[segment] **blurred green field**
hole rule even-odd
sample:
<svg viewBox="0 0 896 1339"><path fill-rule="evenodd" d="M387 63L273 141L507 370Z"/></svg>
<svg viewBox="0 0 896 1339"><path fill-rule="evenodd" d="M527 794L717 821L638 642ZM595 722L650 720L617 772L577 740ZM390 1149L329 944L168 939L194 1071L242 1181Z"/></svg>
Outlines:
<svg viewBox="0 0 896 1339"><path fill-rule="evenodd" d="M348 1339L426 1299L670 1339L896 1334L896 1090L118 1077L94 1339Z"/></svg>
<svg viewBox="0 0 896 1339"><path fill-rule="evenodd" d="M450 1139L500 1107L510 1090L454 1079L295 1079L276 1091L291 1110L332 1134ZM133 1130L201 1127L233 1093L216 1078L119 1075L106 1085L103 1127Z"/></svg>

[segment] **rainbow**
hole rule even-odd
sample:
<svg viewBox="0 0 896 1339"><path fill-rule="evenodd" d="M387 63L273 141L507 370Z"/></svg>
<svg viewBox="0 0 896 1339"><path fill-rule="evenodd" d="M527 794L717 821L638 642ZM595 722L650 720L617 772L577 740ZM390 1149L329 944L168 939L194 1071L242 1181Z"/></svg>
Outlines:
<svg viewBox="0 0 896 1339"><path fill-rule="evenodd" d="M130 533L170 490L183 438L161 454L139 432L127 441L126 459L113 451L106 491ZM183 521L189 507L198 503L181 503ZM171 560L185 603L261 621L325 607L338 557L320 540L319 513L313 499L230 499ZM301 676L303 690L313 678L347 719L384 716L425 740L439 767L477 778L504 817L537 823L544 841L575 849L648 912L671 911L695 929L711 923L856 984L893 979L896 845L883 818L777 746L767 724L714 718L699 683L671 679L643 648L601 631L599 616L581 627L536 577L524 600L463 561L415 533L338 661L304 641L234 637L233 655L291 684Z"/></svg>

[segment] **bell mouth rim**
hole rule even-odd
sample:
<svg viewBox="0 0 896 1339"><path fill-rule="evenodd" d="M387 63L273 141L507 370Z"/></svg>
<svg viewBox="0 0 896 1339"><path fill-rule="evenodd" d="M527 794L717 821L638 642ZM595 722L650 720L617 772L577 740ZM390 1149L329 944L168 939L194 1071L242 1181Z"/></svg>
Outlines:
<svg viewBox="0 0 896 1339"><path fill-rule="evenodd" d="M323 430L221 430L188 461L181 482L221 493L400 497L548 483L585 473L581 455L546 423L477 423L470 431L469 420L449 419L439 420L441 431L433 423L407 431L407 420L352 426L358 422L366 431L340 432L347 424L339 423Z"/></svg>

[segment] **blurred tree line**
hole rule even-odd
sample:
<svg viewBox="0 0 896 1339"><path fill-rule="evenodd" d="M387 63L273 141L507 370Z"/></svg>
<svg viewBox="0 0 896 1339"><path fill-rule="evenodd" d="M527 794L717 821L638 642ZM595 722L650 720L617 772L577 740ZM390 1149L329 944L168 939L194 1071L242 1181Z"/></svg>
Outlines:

■ Problem requirements
Starting at the line that contains "[segment] **blurred tree line**" and continuing through the last line of the items, rewrite those lines with "blurred" changed to "hazy" and everything else kept the same.

■ Exercise result
[segment] **hazy tree line**
hole rule even-odd
sample:
<svg viewBox="0 0 896 1339"><path fill-rule="evenodd" d="M387 63L273 141L507 370Z"/></svg>
<svg viewBox="0 0 896 1339"><path fill-rule="evenodd" d="M527 794L717 821L638 642ZM595 722L650 720L617 772L577 740ZM390 1149L329 944L168 939L194 1071L242 1181Z"/></svg>
Outlines:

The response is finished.